Start of Source material

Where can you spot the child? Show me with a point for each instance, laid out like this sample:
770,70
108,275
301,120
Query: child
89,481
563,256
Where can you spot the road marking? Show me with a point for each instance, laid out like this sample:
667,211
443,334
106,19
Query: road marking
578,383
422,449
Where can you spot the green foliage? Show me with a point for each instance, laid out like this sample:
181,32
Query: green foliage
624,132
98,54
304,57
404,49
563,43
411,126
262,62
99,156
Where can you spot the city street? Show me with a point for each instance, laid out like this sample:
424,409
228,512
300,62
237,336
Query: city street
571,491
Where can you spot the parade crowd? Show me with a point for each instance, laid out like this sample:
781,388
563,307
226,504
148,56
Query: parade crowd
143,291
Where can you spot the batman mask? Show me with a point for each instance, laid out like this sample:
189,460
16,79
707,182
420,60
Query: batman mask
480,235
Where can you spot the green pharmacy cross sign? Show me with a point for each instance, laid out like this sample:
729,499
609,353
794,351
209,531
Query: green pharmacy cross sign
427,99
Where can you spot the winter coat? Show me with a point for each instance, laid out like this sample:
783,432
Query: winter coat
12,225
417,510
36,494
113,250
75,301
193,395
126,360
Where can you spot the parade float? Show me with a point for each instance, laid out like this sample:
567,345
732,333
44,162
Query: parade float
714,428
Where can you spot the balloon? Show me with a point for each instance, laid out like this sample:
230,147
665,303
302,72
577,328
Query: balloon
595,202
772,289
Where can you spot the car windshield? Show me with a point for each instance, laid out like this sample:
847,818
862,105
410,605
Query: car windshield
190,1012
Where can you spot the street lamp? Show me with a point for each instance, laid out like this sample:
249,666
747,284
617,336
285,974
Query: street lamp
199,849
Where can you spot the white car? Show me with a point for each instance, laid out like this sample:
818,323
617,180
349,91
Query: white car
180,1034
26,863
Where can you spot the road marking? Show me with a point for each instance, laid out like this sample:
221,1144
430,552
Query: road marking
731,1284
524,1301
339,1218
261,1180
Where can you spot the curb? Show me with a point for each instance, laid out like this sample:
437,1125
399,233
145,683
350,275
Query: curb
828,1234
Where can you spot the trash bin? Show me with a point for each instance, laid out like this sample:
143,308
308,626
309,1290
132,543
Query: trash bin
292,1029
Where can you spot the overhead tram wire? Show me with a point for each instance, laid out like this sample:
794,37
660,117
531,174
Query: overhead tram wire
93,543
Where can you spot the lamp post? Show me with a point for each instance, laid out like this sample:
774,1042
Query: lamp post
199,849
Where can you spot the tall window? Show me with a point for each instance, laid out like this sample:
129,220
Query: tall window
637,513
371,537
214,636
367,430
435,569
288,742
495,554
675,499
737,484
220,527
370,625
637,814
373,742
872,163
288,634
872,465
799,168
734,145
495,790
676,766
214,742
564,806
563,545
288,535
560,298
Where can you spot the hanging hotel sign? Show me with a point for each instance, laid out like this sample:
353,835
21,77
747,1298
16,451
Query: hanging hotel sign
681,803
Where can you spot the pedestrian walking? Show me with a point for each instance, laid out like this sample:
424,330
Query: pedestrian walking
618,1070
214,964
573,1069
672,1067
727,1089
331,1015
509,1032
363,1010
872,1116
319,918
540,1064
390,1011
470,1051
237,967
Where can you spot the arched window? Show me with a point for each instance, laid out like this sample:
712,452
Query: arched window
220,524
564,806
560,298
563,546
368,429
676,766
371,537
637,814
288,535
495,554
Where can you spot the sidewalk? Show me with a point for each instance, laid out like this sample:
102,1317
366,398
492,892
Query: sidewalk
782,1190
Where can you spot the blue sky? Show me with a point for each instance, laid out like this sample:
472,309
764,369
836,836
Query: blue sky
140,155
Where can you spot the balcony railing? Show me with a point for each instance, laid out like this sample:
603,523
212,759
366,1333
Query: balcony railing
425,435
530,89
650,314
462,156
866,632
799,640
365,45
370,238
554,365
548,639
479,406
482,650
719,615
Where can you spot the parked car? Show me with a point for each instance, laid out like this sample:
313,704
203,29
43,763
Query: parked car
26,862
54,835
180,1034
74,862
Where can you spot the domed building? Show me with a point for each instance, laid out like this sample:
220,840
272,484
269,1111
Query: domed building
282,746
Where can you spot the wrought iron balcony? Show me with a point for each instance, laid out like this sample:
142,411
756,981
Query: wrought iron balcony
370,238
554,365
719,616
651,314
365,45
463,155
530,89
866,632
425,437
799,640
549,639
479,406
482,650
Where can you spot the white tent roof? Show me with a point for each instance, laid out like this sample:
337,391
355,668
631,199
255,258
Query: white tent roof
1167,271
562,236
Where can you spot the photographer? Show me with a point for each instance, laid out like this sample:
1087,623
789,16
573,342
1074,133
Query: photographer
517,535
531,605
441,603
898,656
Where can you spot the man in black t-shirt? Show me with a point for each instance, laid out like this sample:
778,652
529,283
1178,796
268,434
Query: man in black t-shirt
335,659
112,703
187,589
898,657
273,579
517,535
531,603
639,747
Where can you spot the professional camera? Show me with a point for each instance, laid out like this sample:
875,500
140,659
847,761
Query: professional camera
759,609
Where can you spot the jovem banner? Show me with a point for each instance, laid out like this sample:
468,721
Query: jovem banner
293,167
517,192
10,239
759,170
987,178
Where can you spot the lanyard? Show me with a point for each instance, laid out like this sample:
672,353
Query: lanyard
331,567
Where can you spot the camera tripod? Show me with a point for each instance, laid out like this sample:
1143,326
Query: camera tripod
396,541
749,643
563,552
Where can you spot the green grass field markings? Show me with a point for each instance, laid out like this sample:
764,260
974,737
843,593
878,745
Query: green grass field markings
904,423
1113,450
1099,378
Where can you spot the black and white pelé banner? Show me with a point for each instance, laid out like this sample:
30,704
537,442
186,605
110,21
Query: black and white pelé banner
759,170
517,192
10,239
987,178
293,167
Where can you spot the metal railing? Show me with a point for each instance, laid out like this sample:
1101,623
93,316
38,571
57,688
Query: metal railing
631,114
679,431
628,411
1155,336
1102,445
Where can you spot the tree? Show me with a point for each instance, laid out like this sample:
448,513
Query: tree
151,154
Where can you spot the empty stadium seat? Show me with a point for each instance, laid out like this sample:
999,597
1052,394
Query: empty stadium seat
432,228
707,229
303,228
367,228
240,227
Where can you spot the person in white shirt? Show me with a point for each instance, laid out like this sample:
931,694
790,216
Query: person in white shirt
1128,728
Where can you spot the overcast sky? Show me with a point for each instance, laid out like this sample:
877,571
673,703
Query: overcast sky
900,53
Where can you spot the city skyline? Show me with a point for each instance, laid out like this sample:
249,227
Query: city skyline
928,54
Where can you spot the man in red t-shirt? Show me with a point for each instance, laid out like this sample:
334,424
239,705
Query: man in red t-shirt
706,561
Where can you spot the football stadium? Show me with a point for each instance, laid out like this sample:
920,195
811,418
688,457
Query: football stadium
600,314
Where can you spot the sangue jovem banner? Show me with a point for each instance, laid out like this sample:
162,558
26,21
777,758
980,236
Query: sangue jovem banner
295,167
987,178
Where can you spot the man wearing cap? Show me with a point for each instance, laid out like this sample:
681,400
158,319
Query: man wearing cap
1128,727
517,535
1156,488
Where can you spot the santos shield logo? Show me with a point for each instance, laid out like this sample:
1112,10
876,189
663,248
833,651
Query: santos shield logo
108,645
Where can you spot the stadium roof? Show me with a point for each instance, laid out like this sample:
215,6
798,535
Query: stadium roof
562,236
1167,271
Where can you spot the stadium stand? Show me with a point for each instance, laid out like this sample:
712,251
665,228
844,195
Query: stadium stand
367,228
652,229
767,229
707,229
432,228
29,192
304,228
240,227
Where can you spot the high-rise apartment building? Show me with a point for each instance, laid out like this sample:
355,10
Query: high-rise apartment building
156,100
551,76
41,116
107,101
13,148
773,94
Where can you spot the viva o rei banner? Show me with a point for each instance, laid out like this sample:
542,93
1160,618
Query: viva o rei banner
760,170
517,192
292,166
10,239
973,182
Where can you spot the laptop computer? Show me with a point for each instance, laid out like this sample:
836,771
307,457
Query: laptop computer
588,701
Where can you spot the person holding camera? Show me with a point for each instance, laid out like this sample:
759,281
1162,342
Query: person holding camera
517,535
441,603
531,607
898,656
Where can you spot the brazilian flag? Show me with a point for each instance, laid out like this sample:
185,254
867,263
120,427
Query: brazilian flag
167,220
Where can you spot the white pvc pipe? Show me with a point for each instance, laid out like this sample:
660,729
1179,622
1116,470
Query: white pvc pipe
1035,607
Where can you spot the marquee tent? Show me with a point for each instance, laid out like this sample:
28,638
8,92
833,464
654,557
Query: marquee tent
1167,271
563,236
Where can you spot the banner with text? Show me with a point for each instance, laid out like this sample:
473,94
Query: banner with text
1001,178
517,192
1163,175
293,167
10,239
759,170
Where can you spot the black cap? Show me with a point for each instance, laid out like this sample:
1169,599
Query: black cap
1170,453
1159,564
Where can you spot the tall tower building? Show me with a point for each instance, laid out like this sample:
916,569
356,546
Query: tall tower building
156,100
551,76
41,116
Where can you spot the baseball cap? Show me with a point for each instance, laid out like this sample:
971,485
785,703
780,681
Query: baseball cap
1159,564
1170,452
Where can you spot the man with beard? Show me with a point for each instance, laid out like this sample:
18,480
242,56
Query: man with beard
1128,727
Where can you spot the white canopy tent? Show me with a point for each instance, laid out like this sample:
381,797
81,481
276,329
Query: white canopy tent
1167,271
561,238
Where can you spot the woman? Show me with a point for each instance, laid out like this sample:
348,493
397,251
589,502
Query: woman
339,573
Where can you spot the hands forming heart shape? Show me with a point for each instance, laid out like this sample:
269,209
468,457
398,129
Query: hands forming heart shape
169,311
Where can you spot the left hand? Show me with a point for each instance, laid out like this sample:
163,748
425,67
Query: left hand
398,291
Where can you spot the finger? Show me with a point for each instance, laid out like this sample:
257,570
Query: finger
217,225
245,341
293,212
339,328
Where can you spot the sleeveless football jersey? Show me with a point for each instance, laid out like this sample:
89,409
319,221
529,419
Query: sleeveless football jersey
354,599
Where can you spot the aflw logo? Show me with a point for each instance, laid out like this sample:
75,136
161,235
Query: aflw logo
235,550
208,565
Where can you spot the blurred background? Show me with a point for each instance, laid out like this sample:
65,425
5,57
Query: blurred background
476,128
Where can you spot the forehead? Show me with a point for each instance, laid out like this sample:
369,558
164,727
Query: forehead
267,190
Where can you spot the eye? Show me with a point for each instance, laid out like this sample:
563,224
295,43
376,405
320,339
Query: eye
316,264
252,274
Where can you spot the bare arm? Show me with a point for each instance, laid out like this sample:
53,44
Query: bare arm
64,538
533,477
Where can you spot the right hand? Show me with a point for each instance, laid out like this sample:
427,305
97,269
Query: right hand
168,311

End of Source material

**What is required:** Take the line in which "Where can you spot the forehead?" occurs and each subsequent line through the end; give these lines again without alteration.

**Right answer:**
Where can you spot the forehead? Show me with a point for each instance, laid out like this sample:
369,558
164,727
Query: forehead
267,190
Where can you spot the eye? Show me with a point for each instance, laid out like this sample:
563,224
295,43
376,405
320,339
Query: eye
316,264
252,274
Where can you spot the bare arm? Show me with a point for each instance, laid out like this sample:
53,44
Query: bare arm
64,538
533,477
Where can you spot the right hand? Show me with a point for each instance, laid out like this sample:
427,305
97,269
Query: right hand
168,311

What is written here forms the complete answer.